[Rows from a dataset]
>>>>>

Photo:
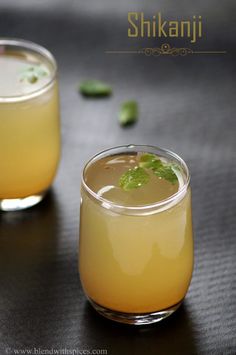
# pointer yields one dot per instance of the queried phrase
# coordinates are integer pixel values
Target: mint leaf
(160, 169)
(95, 88)
(33, 73)
(133, 179)
(128, 113)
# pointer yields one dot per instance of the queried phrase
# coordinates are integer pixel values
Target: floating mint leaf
(128, 113)
(33, 73)
(160, 169)
(133, 179)
(95, 88)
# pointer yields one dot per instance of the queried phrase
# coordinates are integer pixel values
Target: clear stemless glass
(29, 123)
(135, 262)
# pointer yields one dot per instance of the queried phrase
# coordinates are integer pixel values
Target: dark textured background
(187, 105)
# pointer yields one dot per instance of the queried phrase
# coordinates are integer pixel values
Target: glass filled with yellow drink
(29, 123)
(136, 243)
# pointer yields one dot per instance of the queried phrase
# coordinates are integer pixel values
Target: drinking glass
(29, 124)
(136, 262)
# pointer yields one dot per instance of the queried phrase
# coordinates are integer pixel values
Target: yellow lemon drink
(29, 123)
(136, 246)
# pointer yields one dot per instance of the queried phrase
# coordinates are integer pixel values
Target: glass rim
(147, 207)
(37, 48)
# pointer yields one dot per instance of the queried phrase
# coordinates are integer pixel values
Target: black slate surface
(187, 105)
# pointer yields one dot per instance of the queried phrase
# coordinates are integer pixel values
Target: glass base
(135, 318)
(16, 204)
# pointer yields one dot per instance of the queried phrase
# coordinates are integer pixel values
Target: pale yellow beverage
(29, 123)
(136, 246)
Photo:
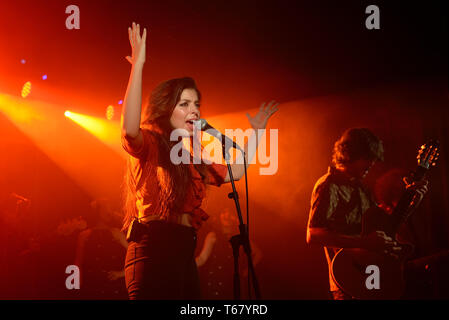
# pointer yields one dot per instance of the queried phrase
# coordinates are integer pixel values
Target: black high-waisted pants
(161, 265)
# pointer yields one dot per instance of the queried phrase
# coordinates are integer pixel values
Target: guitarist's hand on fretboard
(419, 187)
(379, 241)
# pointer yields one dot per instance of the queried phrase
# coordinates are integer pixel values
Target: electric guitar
(369, 275)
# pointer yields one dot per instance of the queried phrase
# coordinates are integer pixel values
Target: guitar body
(351, 268)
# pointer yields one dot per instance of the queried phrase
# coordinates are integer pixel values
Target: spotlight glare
(26, 89)
(109, 112)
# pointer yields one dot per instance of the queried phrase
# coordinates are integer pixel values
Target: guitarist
(339, 200)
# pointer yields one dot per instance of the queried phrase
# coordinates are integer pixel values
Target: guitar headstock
(428, 154)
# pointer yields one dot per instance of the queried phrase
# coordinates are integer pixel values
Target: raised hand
(259, 121)
(137, 44)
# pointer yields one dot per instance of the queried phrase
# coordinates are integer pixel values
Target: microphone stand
(241, 239)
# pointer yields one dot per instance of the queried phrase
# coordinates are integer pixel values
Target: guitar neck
(403, 210)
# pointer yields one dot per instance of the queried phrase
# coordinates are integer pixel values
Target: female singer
(163, 199)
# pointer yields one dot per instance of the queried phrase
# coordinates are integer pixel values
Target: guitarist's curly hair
(355, 144)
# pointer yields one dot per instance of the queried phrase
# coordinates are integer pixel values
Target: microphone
(202, 125)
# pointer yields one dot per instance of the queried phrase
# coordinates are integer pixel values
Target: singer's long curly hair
(156, 113)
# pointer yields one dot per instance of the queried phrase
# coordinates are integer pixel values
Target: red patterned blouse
(147, 170)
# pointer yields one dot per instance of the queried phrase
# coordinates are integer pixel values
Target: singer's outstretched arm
(258, 122)
(132, 104)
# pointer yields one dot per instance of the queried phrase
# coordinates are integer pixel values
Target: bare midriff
(184, 219)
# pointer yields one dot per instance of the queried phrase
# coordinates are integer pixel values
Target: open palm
(137, 44)
(259, 121)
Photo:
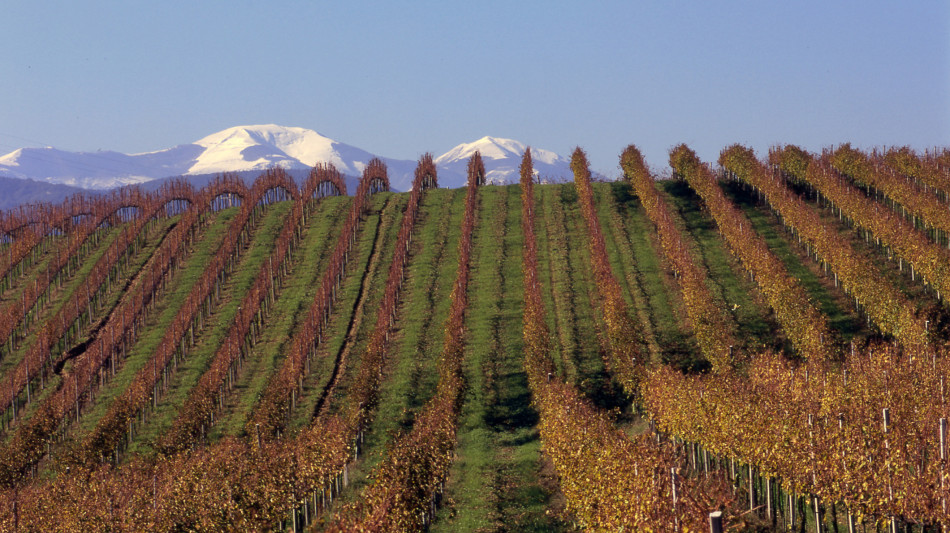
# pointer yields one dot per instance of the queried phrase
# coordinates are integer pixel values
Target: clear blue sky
(405, 78)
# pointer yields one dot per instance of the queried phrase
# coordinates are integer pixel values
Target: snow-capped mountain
(502, 160)
(255, 148)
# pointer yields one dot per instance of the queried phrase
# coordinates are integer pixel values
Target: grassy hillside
(500, 478)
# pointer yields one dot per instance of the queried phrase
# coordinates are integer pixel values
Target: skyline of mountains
(246, 149)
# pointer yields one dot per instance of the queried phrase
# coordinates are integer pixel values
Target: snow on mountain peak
(502, 159)
(258, 147)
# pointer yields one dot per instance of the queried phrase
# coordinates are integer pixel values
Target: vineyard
(761, 343)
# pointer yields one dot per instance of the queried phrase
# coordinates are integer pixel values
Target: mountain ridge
(257, 147)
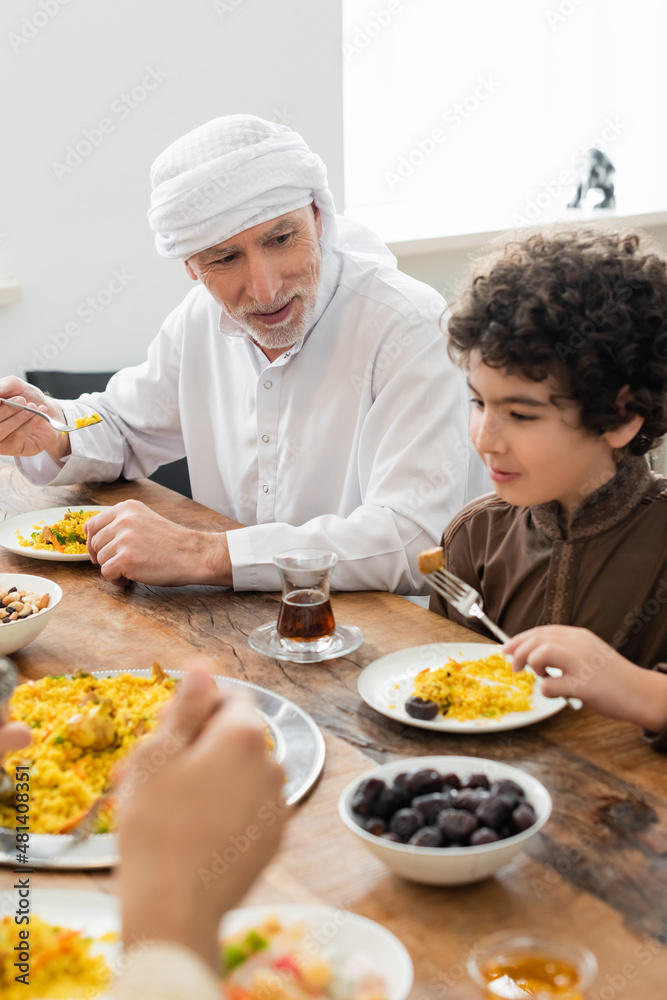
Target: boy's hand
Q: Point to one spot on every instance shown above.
(593, 671)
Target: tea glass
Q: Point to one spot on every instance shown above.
(306, 621)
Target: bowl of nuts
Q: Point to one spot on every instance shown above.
(26, 602)
(445, 820)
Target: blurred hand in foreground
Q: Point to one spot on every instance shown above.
(201, 814)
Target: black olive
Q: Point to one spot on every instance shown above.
(456, 825)
(428, 836)
(432, 804)
(476, 781)
(421, 708)
(483, 836)
(406, 822)
(421, 782)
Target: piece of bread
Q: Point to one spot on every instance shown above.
(430, 559)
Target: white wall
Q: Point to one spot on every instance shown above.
(66, 230)
(447, 272)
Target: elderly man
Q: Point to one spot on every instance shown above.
(305, 379)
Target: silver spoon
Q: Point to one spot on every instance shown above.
(56, 424)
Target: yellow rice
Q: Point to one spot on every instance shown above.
(68, 531)
(92, 418)
(473, 689)
(61, 965)
(66, 780)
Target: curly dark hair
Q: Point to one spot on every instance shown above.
(588, 307)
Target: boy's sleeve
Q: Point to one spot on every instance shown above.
(658, 740)
(457, 545)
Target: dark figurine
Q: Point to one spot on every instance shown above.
(595, 171)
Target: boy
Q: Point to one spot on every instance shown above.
(564, 337)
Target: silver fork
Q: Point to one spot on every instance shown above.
(56, 424)
(468, 602)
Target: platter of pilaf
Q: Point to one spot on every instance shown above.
(85, 725)
(56, 534)
(75, 948)
(455, 688)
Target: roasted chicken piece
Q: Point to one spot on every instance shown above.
(93, 729)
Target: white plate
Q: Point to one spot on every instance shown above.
(299, 747)
(385, 684)
(337, 931)
(95, 913)
(23, 523)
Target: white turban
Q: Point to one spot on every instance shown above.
(237, 172)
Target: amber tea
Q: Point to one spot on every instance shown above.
(305, 615)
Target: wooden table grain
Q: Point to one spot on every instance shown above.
(597, 872)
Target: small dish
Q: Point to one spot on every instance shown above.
(448, 865)
(16, 635)
(266, 640)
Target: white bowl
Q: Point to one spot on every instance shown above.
(448, 865)
(18, 634)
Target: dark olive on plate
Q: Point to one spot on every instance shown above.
(476, 781)
(424, 781)
(493, 812)
(389, 801)
(507, 785)
(406, 822)
(456, 825)
(432, 804)
(469, 798)
(366, 795)
(451, 781)
(427, 809)
(421, 708)
(483, 836)
(428, 836)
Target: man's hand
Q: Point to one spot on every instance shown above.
(593, 671)
(201, 786)
(22, 435)
(13, 736)
(132, 542)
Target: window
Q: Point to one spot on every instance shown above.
(469, 116)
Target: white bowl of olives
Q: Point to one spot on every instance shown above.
(445, 820)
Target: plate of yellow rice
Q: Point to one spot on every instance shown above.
(55, 534)
(85, 724)
(74, 945)
(75, 950)
(472, 683)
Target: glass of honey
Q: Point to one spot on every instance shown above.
(517, 965)
(305, 621)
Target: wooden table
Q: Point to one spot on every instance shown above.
(597, 872)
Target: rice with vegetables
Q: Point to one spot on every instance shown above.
(82, 727)
(61, 964)
(472, 689)
(66, 535)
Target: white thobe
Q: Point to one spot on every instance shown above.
(164, 970)
(354, 440)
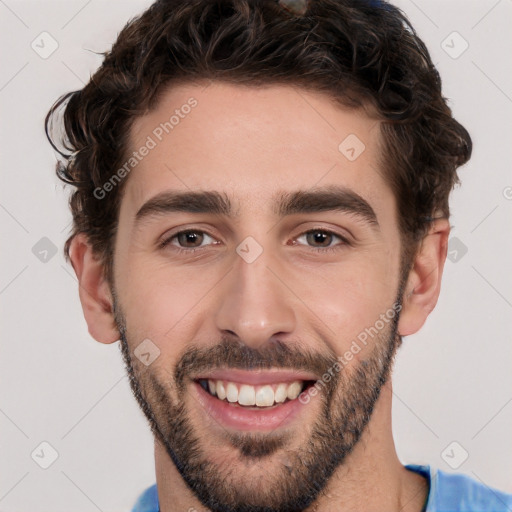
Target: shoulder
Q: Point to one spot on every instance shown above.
(456, 492)
(147, 501)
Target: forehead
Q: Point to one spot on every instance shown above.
(252, 142)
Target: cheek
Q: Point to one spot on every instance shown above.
(162, 302)
(349, 298)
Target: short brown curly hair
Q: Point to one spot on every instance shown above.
(362, 53)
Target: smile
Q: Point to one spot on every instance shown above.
(254, 401)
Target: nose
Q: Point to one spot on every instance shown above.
(255, 304)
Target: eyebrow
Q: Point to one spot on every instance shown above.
(316, 200)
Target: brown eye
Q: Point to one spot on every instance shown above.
(190, 238)
(319, 238)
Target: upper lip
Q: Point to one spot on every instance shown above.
(257, 377)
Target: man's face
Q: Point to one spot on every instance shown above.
(266, 289)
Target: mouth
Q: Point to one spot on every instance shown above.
(260, 396)
(253, 401)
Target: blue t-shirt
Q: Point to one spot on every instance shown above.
(449, 492)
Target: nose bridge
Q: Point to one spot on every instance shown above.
(255, 304)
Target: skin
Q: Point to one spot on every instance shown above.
(250, 143)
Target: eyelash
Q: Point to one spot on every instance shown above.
(191, 250)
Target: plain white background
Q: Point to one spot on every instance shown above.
(452, 381)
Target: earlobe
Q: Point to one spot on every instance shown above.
(94, 291)
(424, 280)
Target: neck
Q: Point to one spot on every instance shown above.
(371, 477)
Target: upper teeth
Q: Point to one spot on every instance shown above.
(262, 396)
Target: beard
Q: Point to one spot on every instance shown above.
(298, 476)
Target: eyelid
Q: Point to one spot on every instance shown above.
(168, 240)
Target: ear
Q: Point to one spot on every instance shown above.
(424, 280)
(94, 291)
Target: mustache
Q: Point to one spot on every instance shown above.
(237, 355)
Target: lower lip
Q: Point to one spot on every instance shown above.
(238, 417)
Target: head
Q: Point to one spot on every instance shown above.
(306, 154)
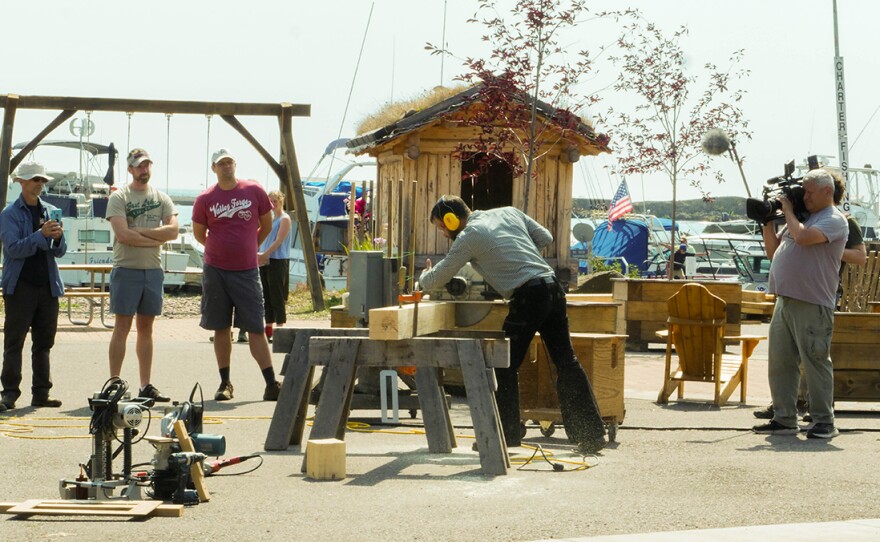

<<<<<

Instruction: Give the lines of the listing from the one containing "Target: neck" through the end as a JSON list of strings, one string per line, with blank lines and pictures left out.

Written response:
[
  "Target: neck",
  "Q: Point to one spot on every instance shown above.",
  "(371, 477)",
  "Target: upper teeth",
  "Q: Point to one spot on every instance shown above.",
  "(262, 396)",
  "Target: beard",
  "Q: Point to one spot on every instance shown above.",
  "(298, 476)",
  "Target: eyelid",
  "Q: Point to one spot on every instance shown above.",
  "(168, 240)",
  "Target: ear",
  "Q: Point to one spot on every instance shown above.",
  "(424, 280)",
  "(94, 291)",
  "Target: mustache",
  "Q: Point to one spot on every instance shown above.",
  "(237, 355)",
  "Target: lower lip",
  "Q: Point to one spot on every instance shown above.",
  "(238, 417)",
  "Target: head",
  "Q: Point to one spot on every instance shown above.",
  "(306, 154)"
]